» TEXT PASSAGE:
□ □ □
In S. cerevisiae, the 3′ ends of Spo11 oligos are thought to be formed by a combination of endonuclase and 3′→5′ exonuclease activities of the Mre11-Rad50-Xrs2 complex plus Sae2 (MRE11-RAD50-NBS1 and CTIP in mouse).9,52-55 Because many SPO11 oligos overlap the positions where PRDM9 binds, we asked whether PRDM9 might influence SPO11-oligo 3′-end formation. On average, oligo 3′ ends were offset by similar lengths from oligo 5′ ends in both directions, reflecting oligos mapping to the top and bottom strands of the DNA (Fig. 2D). The offsets of 3′-end positions were as expected for the lengths of mapped SPO11-oligo reads, irrespective of where DSBs occurred relative to PRDM9 binding motifs. This finding implies that PRDM9 has little impact on the nucleolytic processing steps that form the 3′ ends of SPO11 oligos, in turn suggesting that PRDM9 may not be bound to DNA when the MRE11 complex completes its processing function. This inference fits with an earlier proposal that oftentimes PRDM9 has already left its binding sites when SPO11 cleaves the DNA, on the basis of the frequent overlap of SPO11 oligos with PRDM9 binding sites (e.g., Fig. 1D).26 Recombinant PRDM9 forms long-lived complexes with DNA in vitro,56 raising the possibility that it is actively displaced from its binding sites in vivo by SPO11 and/or other factors.
□ □ □
» DATA RECORDS:
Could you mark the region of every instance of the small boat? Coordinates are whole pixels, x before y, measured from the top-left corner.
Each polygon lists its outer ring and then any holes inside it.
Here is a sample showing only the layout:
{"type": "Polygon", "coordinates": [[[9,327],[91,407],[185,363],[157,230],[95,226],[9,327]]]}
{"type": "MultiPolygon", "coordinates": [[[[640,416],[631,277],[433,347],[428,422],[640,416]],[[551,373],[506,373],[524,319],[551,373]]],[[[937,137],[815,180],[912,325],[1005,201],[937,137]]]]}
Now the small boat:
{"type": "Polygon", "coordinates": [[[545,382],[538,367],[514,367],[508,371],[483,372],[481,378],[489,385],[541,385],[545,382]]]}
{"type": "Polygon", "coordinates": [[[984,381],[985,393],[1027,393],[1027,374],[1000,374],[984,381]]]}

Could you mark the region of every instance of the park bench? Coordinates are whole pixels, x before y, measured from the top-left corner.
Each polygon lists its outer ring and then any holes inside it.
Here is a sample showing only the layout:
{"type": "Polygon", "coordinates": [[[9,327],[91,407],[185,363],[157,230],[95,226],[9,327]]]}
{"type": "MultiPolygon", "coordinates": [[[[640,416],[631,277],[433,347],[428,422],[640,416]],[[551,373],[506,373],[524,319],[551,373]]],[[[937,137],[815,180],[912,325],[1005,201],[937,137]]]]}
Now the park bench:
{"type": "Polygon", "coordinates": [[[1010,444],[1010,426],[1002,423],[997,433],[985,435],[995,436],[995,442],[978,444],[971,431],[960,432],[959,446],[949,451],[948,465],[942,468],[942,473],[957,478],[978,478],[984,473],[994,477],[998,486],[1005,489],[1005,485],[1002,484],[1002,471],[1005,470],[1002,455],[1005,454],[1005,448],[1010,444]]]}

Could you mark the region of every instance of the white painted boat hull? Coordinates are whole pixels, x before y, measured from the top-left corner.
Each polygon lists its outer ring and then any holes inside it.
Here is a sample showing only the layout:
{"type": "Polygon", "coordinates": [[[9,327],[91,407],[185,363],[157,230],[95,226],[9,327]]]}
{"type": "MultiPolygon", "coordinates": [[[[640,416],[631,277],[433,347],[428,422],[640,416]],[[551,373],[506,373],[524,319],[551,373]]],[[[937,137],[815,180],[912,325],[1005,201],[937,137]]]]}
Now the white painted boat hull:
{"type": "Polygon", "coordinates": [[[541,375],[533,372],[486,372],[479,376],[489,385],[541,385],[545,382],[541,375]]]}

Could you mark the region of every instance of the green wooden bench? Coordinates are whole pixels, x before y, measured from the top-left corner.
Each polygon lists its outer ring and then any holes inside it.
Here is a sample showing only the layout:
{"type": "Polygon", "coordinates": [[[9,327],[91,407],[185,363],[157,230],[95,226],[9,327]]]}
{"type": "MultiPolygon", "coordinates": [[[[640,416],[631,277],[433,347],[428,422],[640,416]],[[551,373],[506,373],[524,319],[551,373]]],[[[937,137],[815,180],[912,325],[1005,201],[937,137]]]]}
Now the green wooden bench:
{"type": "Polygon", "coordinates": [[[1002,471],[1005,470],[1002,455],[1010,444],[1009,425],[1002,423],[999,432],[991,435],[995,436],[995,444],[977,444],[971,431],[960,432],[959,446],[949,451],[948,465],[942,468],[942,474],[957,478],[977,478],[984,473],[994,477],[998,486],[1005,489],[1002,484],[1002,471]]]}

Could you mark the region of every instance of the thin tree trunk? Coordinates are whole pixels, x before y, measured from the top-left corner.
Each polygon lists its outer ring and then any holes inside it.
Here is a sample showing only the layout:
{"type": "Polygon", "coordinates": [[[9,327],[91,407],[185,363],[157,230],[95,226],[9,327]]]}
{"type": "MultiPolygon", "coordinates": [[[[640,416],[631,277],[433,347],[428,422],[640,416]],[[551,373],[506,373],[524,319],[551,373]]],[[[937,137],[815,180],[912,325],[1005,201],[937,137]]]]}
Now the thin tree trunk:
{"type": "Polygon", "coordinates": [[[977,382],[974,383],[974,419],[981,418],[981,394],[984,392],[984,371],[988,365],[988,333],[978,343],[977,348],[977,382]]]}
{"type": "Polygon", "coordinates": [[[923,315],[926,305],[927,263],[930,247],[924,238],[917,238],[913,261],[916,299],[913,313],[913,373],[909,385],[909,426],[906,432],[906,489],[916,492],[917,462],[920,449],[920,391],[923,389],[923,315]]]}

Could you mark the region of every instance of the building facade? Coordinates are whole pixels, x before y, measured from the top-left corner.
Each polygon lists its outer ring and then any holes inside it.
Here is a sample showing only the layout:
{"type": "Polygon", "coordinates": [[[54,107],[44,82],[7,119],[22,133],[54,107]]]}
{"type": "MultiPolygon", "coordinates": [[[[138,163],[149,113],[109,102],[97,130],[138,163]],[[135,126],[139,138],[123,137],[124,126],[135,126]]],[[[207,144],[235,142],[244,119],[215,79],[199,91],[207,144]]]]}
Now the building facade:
□ □ □
» ASSIGNED TASK 1:
In the passage on SPO11 oligos and PRDM9, what kind of complexes does recombinant PRDM9 form with DNA in vitro?
» ASSIGNED TASK 2:
Extend the passage on SPO11 oligos and PRDM9 past its final sentence.

» YOUR RESPONSE 1:
Long-lived complexes.

» YOUR RESPONSE 2:
DSBs are underrepresented but nonetheless occur frequently within repeated sequences
The mouse genome is replete with repeated sequences.57,58 These sequences pose a risk because a meiotic DSB formed within one copy of a repeat has the potential to cause a chromosomal rearrangement by repair with a non-allelic copy. Such non-allelic homologous recombination (NAHR) can lead to deleterious deletions, duplications, and other alterations. Indeed, NAHR-mediated chromosomal rearrangements in the germline are the cause of numerous developmental disorders in humans.3,59-61 In budding yeast, DSB formation tends to be repressed within repetitive DNA genome-wide,4,62 perhaps as a mechanism to protect against NAHR. We hypothesized that this strategy is also found in mice.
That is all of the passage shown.